#### [Exercise description]
Each entry below is to be duplicated verbatim.

#### [Material to process]
________

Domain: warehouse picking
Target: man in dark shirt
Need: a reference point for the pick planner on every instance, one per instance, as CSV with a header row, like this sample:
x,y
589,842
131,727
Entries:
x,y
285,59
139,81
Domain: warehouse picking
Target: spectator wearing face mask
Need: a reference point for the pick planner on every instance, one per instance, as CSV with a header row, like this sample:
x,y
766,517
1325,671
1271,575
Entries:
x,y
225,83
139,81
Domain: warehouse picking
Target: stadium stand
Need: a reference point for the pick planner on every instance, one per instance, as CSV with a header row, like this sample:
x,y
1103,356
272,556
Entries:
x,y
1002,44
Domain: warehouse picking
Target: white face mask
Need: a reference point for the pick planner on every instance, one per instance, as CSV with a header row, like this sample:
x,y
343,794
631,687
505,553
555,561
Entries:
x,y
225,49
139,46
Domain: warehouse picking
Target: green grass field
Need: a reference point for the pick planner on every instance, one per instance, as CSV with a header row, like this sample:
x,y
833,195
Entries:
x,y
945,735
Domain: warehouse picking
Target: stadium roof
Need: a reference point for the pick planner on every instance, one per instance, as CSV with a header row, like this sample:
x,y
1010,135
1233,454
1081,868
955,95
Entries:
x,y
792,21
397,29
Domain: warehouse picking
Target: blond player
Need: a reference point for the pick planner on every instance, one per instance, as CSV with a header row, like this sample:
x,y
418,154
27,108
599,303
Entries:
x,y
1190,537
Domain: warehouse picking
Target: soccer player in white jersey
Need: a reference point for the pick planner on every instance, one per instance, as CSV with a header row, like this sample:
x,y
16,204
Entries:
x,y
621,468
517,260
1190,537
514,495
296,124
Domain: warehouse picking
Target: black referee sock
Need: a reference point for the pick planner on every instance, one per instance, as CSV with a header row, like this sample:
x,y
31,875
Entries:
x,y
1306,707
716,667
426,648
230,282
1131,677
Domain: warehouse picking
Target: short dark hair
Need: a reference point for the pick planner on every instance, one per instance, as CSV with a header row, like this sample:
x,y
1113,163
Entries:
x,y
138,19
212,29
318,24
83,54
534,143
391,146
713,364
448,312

________

#### [Solution for this task]
Domain: warehouse picking
Target: man in dark shirt
Need: a reference point for the pick planner on every instance, one per instance, as CSV with a header row, like this sample:
x,y
589,842
131,727
Entries:
x,y
285,59
139,81
Domain: warehouse picking
Target: spectator wearing face mask
Need: a reference point for the pick planner on every instance, one per instance, as CSV with a header row, like this sample:
x,y
766,517
1325,671
1271,575
Entries:
x,y
225,83
139,81
Domain: warehouse picking
Target: stadium stand
Need: a reference point for the pick planner on every instance, one per instance, as CSV with a header row, like this sample:
x,y
1103,356
272,556
Entries:
x,y
1002,44
Domain: warehouse picking
Target: white face mask
Need: a reference point for the pick planner on every instance, one per instance, as CSV with a header row, like this sample:
x,y
343,794
631,687
505,553
555,561
Entries:
x,y
225,49
139,46
Domain: warehouse picking
Target: green grass field
Need: a reference point for the pick planner on every instance, one per instance, as CSV with a header row, like this sample:
x,y
833,195
Entries:
x,y
945,735
Domain: warehouse picking
Target: stadium roof
Need: a reference point for the pick planner on every instance, one per instance, as CSV with a header row, like this sample:
x,y
1010,135
1233,454
1081,868
955,95
Entries:
x,y
792,21
397,29
Domain: warehouse picking
Target: blond player
Need: a reference point for the pick planner on every instance, one per instance, as CSV with a header row, like this sample:
x,y
418,154
27,108
599,303
Entries:
x,y
1190,537
Domain: warehouse picking
Target: soccer player in white jersey
Need: a reference point for the pick planner on every instance, one per instance, as CSV with a header row, like this sample:
x,y
16,204
Entries:
x,y
621,468
517,260
1190,537
514,495
296,124
Domain: warehouse picking
Target: black referee sock
Need: a reference point for the pick planner on every instance, one per instance, as CSV with a header row, like this sample:
x,y
31,875
Entries:
x,y
1306,707
716,667
426,648
230,282
1131,677
Domain: warehouse picking
Target: short dark hair
Need: a reference point for the pick planner on every instance, one per instance, as CSV with a header row, like this sample:
x,y
1113,163
Entries:
x,y
138,19
212,29
318,24
83,54
534,143
391,146
713,364
448,312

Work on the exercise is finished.